### Given information

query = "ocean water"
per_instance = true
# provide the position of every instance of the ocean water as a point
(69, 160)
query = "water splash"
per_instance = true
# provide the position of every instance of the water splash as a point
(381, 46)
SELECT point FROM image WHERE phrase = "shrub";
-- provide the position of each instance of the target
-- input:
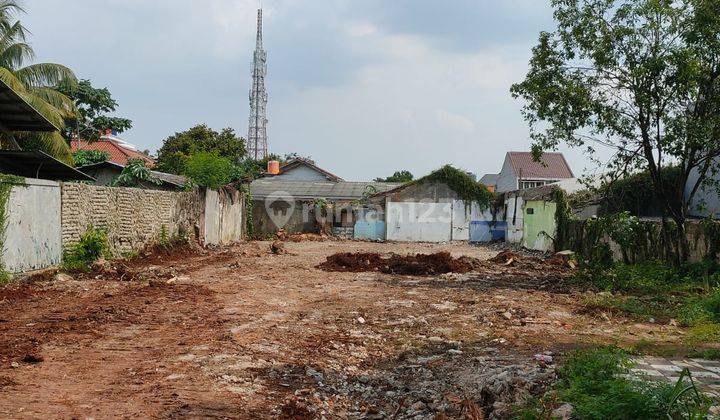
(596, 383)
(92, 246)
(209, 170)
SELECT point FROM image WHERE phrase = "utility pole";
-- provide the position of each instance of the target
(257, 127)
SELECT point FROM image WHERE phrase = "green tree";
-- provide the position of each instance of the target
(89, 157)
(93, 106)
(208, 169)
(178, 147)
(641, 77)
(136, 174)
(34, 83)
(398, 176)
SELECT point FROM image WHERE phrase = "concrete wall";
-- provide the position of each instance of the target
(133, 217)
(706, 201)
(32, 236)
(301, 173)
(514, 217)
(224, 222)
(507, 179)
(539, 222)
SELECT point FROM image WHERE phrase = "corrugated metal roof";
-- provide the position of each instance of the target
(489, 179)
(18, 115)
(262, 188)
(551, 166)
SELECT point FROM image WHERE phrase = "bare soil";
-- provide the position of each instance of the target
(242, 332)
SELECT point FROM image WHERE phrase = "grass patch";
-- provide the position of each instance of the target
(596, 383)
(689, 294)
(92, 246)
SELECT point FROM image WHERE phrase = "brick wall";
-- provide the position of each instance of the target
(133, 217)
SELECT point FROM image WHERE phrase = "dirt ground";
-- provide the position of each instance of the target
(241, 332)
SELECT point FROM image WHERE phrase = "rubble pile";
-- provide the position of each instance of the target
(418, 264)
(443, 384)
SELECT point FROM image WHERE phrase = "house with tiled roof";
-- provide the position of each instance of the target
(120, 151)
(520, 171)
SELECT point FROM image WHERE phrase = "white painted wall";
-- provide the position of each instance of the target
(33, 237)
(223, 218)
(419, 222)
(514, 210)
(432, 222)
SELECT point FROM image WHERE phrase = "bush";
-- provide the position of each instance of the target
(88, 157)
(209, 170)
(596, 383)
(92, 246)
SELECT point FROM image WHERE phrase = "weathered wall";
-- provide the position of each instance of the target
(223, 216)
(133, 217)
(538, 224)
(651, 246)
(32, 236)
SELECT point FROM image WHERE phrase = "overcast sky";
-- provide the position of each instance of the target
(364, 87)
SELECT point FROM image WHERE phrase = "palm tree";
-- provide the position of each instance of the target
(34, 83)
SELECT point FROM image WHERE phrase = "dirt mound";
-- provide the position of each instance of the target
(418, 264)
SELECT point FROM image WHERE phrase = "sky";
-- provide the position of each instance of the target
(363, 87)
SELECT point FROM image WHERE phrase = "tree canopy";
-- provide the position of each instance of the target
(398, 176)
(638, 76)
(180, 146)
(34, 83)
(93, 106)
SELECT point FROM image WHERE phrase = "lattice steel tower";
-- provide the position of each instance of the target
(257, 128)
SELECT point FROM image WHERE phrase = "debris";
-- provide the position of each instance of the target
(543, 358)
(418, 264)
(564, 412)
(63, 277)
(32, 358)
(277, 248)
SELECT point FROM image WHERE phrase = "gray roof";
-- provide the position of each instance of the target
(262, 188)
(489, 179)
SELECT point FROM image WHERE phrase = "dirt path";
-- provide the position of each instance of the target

### Directive
Copy out each line of the rows above that contains the string "every", matching case exactly.

### Expected output
# provide the position of every instance of the ocean water as a point
# provide the position of every instance of the water splash as a point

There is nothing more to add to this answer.